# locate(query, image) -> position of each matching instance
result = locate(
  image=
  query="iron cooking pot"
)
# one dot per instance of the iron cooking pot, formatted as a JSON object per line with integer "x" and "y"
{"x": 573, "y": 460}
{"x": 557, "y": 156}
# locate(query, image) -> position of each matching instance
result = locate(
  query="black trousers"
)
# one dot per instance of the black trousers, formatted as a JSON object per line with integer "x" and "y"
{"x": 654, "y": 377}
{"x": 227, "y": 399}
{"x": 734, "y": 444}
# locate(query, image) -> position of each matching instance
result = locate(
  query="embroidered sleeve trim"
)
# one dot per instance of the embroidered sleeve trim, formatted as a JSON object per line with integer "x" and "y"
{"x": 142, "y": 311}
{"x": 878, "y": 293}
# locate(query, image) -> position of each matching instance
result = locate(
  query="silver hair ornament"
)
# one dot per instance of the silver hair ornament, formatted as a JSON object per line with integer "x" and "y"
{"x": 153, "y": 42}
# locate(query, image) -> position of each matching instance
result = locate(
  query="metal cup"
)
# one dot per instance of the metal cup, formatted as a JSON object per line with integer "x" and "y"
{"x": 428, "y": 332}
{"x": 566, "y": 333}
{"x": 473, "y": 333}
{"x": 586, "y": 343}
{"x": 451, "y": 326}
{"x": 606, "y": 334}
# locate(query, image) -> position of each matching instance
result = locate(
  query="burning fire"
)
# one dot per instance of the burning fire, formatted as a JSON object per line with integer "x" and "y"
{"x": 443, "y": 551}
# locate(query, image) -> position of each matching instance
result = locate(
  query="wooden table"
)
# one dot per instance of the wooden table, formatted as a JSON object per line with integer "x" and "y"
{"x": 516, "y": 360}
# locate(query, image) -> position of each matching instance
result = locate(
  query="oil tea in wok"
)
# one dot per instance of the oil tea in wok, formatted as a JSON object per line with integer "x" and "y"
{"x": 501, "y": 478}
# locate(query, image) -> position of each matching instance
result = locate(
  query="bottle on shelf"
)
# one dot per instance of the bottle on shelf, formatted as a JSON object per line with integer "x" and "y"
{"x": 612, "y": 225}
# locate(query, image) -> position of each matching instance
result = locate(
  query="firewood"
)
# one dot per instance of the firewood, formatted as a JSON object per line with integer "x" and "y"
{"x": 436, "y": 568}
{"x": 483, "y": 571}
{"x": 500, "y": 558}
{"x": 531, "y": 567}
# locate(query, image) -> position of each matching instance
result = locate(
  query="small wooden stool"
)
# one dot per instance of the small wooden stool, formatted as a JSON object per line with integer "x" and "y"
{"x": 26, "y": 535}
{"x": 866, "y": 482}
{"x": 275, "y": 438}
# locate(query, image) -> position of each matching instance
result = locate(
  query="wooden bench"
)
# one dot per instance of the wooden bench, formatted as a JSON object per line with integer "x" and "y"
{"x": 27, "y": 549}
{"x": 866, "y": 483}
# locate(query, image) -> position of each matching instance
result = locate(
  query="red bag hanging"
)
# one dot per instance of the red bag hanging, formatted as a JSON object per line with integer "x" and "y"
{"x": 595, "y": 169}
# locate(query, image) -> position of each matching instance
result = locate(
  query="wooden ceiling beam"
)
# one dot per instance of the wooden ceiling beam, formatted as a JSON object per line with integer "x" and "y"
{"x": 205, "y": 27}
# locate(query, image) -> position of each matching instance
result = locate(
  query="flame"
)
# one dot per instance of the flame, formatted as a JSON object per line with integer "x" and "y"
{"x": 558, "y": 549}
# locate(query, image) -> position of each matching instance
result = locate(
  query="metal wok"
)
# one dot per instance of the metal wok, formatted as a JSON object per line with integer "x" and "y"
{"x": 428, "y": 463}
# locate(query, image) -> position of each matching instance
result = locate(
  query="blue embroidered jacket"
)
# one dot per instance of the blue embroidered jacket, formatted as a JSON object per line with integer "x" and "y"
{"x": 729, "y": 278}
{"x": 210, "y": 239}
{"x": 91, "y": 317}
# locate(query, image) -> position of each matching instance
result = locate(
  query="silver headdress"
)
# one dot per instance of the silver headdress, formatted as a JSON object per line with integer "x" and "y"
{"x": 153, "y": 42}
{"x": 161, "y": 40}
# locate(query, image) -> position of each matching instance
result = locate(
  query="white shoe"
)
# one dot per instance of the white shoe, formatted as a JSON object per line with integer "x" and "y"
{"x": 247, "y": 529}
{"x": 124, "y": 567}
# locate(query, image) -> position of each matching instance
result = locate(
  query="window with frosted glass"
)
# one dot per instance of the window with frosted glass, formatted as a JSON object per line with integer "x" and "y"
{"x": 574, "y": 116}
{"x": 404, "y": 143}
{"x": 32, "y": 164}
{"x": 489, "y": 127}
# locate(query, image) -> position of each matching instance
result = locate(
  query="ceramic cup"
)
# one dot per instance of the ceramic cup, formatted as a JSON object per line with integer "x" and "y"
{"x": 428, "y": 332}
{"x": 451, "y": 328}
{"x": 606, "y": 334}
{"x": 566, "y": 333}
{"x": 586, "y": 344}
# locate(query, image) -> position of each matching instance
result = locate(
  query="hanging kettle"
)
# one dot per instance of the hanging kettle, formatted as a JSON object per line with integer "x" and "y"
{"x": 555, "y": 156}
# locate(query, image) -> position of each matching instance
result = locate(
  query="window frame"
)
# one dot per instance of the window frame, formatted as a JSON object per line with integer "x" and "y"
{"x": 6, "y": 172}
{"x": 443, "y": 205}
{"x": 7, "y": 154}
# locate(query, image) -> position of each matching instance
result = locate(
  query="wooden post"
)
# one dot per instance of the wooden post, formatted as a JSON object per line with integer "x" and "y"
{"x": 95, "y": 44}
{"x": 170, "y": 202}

- Your goal -
Set down each line of the material above again, exactly.

- Expected answer -
# locate(query, image) -> position of each matching instance
result = locate(
  image=
  query="iron cooking pot"
)
# one dot per instance of the iron cooking pot, formatted as a JSON object per line with integer "x" and "y"
{"x": 573, "y": 460}
{"x": 557, "y": 156}
# locate(query, image) -> position of each matching instance
result = locate(
  query="black trousers"
)
# one dot per instance of the black trousers, formatted as a JSON object per line with integer "x" and "y"
{"x": 654, "y": 377}
{"x": 227, "y": 399}
{"x": 734, "y": 444}
# locate(query, image) -> position of each matching instance
result = locate(
  query="embroidered sleeve trim"
)
# one dot per instance of the embroidered sleeve trim, formatted as a JSON object per line with integer "x" and "y"
{"x": 142, "y": 311}
{"x": 878, "y": 293}
# locate(query, image) -> position of each matching instance
result = locate(
  query="silver hair ornament"
)
# one dot per instance of the silver hair ornament, formatted as a JSON object per line with integer "x" and "y"
{"x": 153, "y": 42}
# locate(query, image) -> position of each matching instance
result = locate(
  query="metal cup"
)
# one dot per instance of the metal cup, formatted as a JSON object per line with integer "x" and "y"
{"x": 428, "y": 332}
{"x": 566, "y": 333}
{"x": 473, "y": 333}
{"x": 586, "y": 343}
{"x": 451, "y": 326}
{"x": 606, "y": 334}
# locate(query, image) -> position of each matching instance
result = locate(
  query="burning fire"
)
# one dot per instance of the burning fire, formatted as a JSON object per line with integer "x" and "y"
{"x": 443, "y": 551}
# locate(query, image) -> position of each matching instance
result = locate(
  query="wooden table"
)
# one dot per instance of the wooden table, formatted as a JSON object per line with integer "x" and "y"
{"x": 516, "y": 360}
# locate(query, image) -> position of each matching instance
result = locate(
  query="oil tea in wok"
)
# one dot per instance of the oil tea in wok, formatted as a JSON object per line with integer "x" and "y"
{"x": 501, "y": 478}
# locate(query, image) -> position of each matching instance
result = locate(
  query="bottle on shelf"
)
# one dot per instance of the bottle on shelf, formatted as a JSON object per line with integer "x" and "y"
{"x": 612, "y": 225}
# locate(query, image) -> position of each matching instance
result = locate(
  query="firewood"
)
# one dot per instance of the firewood, formatted as a JSON object per line with integer "x" and "y"
{"x": 436, "y": 568}
{"x": 483, "y": 571}
{"x": 500, "y": 558}
{"x": 531, "y": 567}
# locate(query, image) -> position of each matching instance
result = locate(
  query="small wooden stool"
)
# one dot per instance of the small wooden stool, formatted as a JSON object per line with integer "x" and "y"
{"x": 26, "y": 535}
{"x": 866, "y": 482}
{"x": 275, "y": 438}
# locate(query, image) -> position of each matching instance
result = locate(
  query="wooden bench"
)
# one dot per instance of the wooden bench, formatted as a JSON object per line with integer "x" and "y"
{"x": 27, "y": 549}
{"x": 866, "y": 483}
# locate(query, image) -> position of each matching instance
result = locate(
  query="red bag hanging"
)
# one dot per instance of the red bag hanging, formatted as a JSON object per line with integer "x" and "y"
{"x": 595, "y": 169}
# locate(query, image) -> position of each matching instance
result = locate(
  query="wooden ceiling beam"
)
# one dot per instance of the wooden ceiling beam, formatted as a JSON object per line with integer "x" and "y"
{"x": 205, "y": 27}
# locate(query, image) -> position of each matching instance
result = locate(
  query="flame"
)
# one dot per instance of the flame, formatted as a JSON object per line with integer "x" and "y"
{"x": 558, "y": 549}
# locate(query, image) -> position of each matching instance
result = locate(
  query="metal wok"
)
# one dot per instance of the metal wok, formatted as a JSON object per line with integer "x" and "y"
{"x": 428, "y": 463}
# locate(query, image) -> position of each matching instance
result = locate(
  query="blue embroidered jacket"
)
# one dot per instance of the blue embroidered jacket, formatted as a JSON object per line with integer "x" and "y"
{"x": 729, "y": 278}
{"x": 210, "y": 239}
{"x": 91, "y": 317}
# locate(query, image) -> position of each matching instance
result = locate(
  query="silver headdress"
)
# one dot per instance of the silver headdress, formatted as a JSON object per line with integer "x" and "y"
{"x": 153, "y": 42}
{"x": 161, "y": 40}
# locate(query, image) -> position of each matching instance
result = locate(
  query="white shoe"
)
# one dot per instance of the white shoe, formatted as a JSON object per line with integer "x" and "y"
{"x": 247, "y": 529}
{"x": 124, "y": 567}
# locate(query, image) -> position of each matching instance
result = locate(
  query="window with frosted glass"
)
# one dot per instance of the window with frosted glass, formatted as a JSON object per line with integer "x" and "y"
{"x": 574, "y": 116}
{"x": 404, "y": 143}
{"x": 32, "y": 164}
{"x": 489, "y": 127}
# locate(query, image) -> position of each matching instance
result = locate(
  query="ceramic cup"
)
# one dot per instance of the ceramic cup, formatted as a JSON object per line with integer "x" and "y"
{"x": 428, "y": 332}
{"x": 451, "y": 328}
{"x": 606, "y": 334}
{"x": 566, "y": 333}
{"x": 586, "y": 344}
# locate(query, image) -> position of each matching instance
result = locate(
  query="hanging kettle"
)
# one dot per instance of the hanging kettle, formatted as a JSON object per line with integer "x" and "y"
{"x": 555, "y": 156}
# locate(query, image) -> position of each matching instance
result = locate(
  query="window frame"
)
# one dot per instance of the window frame, formatted as a JSON object per line with integer "x" and "y"
{"x": 6, "y": 172}
{"x": 443, "y": 205}
{"x": 7, "y": 154}
# locate(query, image) -> position of each matching instance
result = locate(
  query="wooden post"
)
# one dot per instance of the wooden post, formatted as a JSON object per line with integer "x" and "y"
{"x": 95, "y": 44}
{"x": 170, "y": 202}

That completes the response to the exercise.